[DATA EXTRACT]:
↓
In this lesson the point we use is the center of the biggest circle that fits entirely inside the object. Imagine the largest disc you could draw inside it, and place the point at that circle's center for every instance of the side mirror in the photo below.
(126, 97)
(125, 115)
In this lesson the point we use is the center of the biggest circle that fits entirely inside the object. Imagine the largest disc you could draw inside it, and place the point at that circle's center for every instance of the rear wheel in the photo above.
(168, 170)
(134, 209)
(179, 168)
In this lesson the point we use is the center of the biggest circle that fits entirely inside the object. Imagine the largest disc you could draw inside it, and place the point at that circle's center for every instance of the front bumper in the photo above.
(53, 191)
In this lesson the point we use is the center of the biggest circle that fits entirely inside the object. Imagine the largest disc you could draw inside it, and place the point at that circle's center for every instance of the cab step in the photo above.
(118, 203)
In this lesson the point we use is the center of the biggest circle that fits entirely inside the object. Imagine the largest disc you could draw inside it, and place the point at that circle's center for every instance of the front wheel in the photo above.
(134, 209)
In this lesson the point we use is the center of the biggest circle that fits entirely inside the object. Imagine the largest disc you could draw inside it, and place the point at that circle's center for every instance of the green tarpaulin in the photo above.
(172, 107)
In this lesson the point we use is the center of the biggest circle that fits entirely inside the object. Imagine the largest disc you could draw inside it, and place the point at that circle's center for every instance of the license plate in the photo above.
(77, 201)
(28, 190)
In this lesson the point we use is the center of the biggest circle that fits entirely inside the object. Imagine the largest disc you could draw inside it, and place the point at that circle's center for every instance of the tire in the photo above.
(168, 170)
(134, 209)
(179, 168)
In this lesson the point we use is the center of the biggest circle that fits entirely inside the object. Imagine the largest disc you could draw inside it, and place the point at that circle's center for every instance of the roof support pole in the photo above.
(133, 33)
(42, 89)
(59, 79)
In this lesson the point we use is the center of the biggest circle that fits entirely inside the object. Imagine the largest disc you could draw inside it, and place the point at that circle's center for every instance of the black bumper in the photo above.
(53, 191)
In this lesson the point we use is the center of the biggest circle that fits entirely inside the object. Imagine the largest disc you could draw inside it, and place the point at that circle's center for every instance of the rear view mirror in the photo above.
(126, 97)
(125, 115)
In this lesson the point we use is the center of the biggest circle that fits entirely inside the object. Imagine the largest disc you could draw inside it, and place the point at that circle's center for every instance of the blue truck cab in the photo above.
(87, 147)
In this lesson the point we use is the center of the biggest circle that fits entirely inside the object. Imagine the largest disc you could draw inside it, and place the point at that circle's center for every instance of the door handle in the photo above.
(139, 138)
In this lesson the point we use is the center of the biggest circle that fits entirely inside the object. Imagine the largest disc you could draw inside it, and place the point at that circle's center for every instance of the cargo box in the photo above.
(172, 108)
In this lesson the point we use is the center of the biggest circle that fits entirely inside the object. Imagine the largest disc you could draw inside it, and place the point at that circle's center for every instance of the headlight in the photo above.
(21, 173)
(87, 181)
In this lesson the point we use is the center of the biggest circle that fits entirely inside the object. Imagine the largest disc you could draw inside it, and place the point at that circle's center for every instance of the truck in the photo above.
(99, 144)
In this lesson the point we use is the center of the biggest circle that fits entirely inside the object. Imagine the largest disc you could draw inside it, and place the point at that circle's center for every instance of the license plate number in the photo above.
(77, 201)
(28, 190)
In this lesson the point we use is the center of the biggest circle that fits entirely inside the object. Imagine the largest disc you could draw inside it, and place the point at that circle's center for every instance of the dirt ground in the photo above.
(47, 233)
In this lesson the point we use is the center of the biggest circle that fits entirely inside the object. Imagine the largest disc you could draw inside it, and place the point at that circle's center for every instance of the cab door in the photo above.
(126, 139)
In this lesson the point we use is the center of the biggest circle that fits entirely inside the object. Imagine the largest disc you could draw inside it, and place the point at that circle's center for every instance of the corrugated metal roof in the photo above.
↑
The entries above must be written out again exactly as they are.

[WRITTEN SOLUTION]:
In this lesson the point we use is the center of the biggest circle that fits entirely inside the object. Imagine the largest disc you could draw inside it, and place the point at that circle's center for every instance of the side mirror in the photo below.
(126, 97)
(125, 115)
In this lesson the point we use is the center of the biggest circle that fits entirely inside the object. Imagine the largest disc you could draw inside it, and place the point at that circle's center for every instance of the rear wheel in the photo above.
(168, 170)
(134, 209)
(179, 168)
In this lesson the point we use is the center of the biggest circle that fits entirely inside the object. Imagine the largest disc you could draw inside it, and place the point at that circle's center for every instance of the front bumper in the photo above.
(53, 191)
In this lesson the point we use is the center of the biggest circle that fits entirely inside the object. Imagine the largest disc you could draw inside it, and place the point at that circle's center for every instance of the cab step in the photo above.
(118, 203)
In this lesson the point we use is the center of the biggest circle that fits entirely inside the object. Imagine the largest disc you could draw inside it, and place the point at that circle's center for every instance of the front wheel in the photo above.
(134, 209)
In this lesson the point we use is the center of the biggest circle that fits entirely inside the object. Imagine the largest disc you could draw inside it, and place the point at that circle's center for every instance of the green tarpaulin in the photo above.
(172, 107)
In this lesson the point we use is the center of the biggest circle that fits entirely inside the object. Imagine the largest disc you could draw inside it, and place the point at that circle's center for every instance of the license plate in the photo above.
(77, 201)
(28, 190)
In this lesson the point we use is the center of the biggest circle that fits entirely inside the object. Imagine the largest disc you could draw inside it, and place the point at that circle's center for every instance of the tire in the photo above.
(168, 170)
(134, 209)
(179, 168)
In this lesson the point we use is the center of the biggest circle that fits entirely inside the object. Imagine the largest disc you could draw inside it, and place the point at that circle's center for every instance of the roof support pole in the photo above.
(133, 33)
(42, 89)
(59, 79)
In this lesson the point we use is the center of the biggest circle that fits entirely inside the object. Imagine the largest disc you could draw inside it, and place the point at that circle's center for every instance of the black bumper in the photo above.
(53, 191)
In this lesson the point we use is the center of the biggest circle that fits entirely inside the object. Imagine the largest disc you could draw inside it, and place the point at that circle's center for every instance of the rear view mirror in the photo above.
(126, 97)
(125, 115)
In this lesson the point we use is the center of the biggest circle that fits entirely inside the object. Imagine the largest disc you could draw inside it, and place the point at that circle's center for every instance of the blue truck cab in the photo above.
(87, 147)
In this lesson the point we use is the center of the biggest circle that fits entirely inside the object. Imagine the largest disc you could draw inside it, and place the point at that circle's center for every instance of the door handle in the photo above.
(139, 138)
In this lesson the point we use is the center of the biggest circle that fits entirely inside the object. Imagine the largest disc you could draw inside it, and place the point at that circle's center for every instance of the cargo box in the photo above.
(172, 108)
In this lesson the point we use is the center of the biggest circle that fits entirely inside the object. Imagine the largest disc you could draw inside it, and place the point at that circle's center for every instance of the headlight in the photo above.
(21, 173)
(87, 181)
In this lesson the point we use is the center of the biggest circle that fits entirely inside the object. Imagine the largest disc you could draw inside it, and place the point at that circle's center for every instance of the truck in the photo above.
(99, 144)
In this lesson the point we use is the center of the biggest circle that fits entirely inside the object. Imagine the largest disc you could draw inside it, and place the point at that circle's center for every instance of the license plate number in the photo above.
(77, 201)
(28, 190)
In this lesson the point we use is the center of the biggest circle that fits entirely inside the object. Imagine the largest disc you could draw inside it, and place the point at that circle's center for every instance of the dirt ground in the photo above.
(47, 233)
In this lesson the point we use is the center of the biggest circle that fits entirely inside the object. Imagine the largest disc you could draw inside it, and place the point at that circle's center for every instance of the cab door in the photo above.
(126, 139)
In this lesson the point we use is the center of the biggest circle that fits entirely inside the object. Imagine the largest disc you could draw inside it, and place the point at that circle's center for every instance of the corrugated metal roof in the photo above.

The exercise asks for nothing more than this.